◆ Job
Reproduce the data below word for word, without any alteration.

◆ Collected data
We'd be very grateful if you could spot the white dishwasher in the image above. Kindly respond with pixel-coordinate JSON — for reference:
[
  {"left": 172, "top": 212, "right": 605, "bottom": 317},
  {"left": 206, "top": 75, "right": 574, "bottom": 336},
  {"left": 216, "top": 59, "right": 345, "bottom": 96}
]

◆ Worked answer
We'd be very grateful if you could spot the white dishwasher in the image above. Kindly respond with pixel-coordinate JSON — for reference:
[
  {"left": 172, "top": 212, "right": 605, "bottom": 317},
  {"left": 206, "top": 75, "right": 574, "bottom": 336},
  {"left": 216, "top": 59, "right": 345, "bottom": 96}
]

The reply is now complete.